→ **TEXTO DE LEITURA**
<<<<

Ianukovitch aceita demissão do primeiro-ministro e do Governo ucranianos
Presidente da Ucrânia aceita revogar leis repressivas contra manifestantes. Sessão parlamentar desta terça-feira é determinante para o futuro próximo do país.
Ianukovitch aceitou a demissão do primeiro-ministro e de todo o executivo ao início da tarde, segundo a agência Interfax-Ucrânia. O Governo de Azarov irá permanecer em funções até ser designado um novo gabinete, acrescenta a agência, que cita o site da presidência.
“Tomei a decisão pessoal de solicitar ao Presidente da Ucrânia que aceite a minha demissão do cargo de primeiro-ministro, com o objectivo de criar condições para um compromisso político para resolver o conflito pacificamente”, afirmou na manhã de terça-feira Azarov, chefe do Governo desde 2010. “Hoje, o mais importante é preservar a unidade e a integridade da Ucrânia. Isto é muito mais importante do que qualquer plano ou ambição pessoal. Por isto, tomei esta decisão.”
A demissão do Governo e a revogação das leis que restringiam as manifestações representam as primeiras cedências concretas face às reivindicações que mobilizam centenas de milhares de pessoas há mais de dois meses em Kiev e que alastraram a outras zonas do país. O Parlamento deverá também discutir a concessão de amnistia para os manifestantes presos durante os protestos.
É improvável, todavia, que a marcação de eleições presidenciais antecipadas – um dos pontos fortes na agenda da oposição a Ianukovitch – seja votada na sessão desta terça-feira, ou até mesmo discutida, havendo a possibilidade de os protestos continuarem.

>>>>

→ **DADOS DE ENTRADA**
<<<<

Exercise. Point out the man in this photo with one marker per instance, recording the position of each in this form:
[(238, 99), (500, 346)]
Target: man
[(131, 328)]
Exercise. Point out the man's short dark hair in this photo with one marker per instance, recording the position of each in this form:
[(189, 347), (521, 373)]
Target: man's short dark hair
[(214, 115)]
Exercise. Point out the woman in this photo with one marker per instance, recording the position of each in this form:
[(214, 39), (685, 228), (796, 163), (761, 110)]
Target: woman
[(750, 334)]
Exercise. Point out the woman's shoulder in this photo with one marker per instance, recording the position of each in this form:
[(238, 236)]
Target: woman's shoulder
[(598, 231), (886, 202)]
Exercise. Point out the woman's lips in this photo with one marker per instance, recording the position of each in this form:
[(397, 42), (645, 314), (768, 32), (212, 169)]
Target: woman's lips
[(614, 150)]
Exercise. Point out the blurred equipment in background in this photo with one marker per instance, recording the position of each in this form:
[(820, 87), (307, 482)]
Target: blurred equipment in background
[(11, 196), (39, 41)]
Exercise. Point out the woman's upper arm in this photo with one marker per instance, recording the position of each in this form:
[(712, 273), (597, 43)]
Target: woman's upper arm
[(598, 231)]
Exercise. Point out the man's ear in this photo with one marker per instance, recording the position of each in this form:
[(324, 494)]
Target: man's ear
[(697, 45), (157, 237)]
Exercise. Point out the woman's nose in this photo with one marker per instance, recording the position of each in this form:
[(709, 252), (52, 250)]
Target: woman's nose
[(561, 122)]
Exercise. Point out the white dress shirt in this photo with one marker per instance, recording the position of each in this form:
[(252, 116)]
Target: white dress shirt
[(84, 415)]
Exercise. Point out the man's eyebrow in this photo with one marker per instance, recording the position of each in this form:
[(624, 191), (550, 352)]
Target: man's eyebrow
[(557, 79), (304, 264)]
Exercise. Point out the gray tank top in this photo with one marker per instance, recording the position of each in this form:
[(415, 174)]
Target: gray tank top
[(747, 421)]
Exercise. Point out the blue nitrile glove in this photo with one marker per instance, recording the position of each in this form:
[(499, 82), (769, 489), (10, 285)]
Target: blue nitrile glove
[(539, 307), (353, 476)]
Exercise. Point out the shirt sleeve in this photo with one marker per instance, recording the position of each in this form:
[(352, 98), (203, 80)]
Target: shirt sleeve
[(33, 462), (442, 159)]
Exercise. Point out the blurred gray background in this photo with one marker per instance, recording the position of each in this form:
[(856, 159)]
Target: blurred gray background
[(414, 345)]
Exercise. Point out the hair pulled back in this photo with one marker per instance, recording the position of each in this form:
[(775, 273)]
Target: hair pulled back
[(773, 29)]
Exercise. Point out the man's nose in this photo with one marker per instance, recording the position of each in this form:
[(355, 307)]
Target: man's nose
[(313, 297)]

>>>>

→ **CONJUNTO DE EXERCÍCIOS**
**a)** Transcreva do texto sobre a demissão do Governo ucraniano o trecho que vai desde "É improvável, todavia, que" até "os protestos continuarem.", inclusive, sem qualquer alteração.
**b)** Renomeie "Target" para "Object" na listagem, desde a primeira linha até à linha que contém "[(614, 150)]", inclusive, e apresente somente essas linhas, sem outras alterações.

→ **RESPOSTAS POR TAREFA**
**a)**
É improvável, todavia, que a marcação de eleições presidenciais antecipadas – um dos pontos fortes na agenda da oposição a Ianukovitch – seja votada na sessão desta terça-feira, ou até mesmo discutida, havendo a possibilidade de os protestos continuarem.

**b)**
Exercise. Point out the man in this photo with one marker per instance, recording the position of each in this form:
[(238, 99), (500, 346)]
Object: man
[(131, 328)]
Exercise. Point out the man's short dark hair in this photo with one marker per instance, recording the position of each in this form:
[(189, 347), (521, 373)]
Object: man's short dark hair
[(214, 115)]
Exercise. Point out the woman in this photo with one marker per instance, recording the position of each in this form:
[(214, 39), (685, 228), (796, 163), (761, 110)]
Object: woman
[(750, 334)]
Exercise. Point out the woman's shoulder in this photo with one marker per instance, recording the position of each in this form:
[(238, 236)]
Object: woman's shoulder
[(598, 231), (886, 202)]
Exercise. Point out the woman's lips in this photo with one marker per instance, recording the position of each in this form:
[(397, 42), (645, 314), (768, 32), (212, 169)]
Object: woman's lips
[(614, 150)]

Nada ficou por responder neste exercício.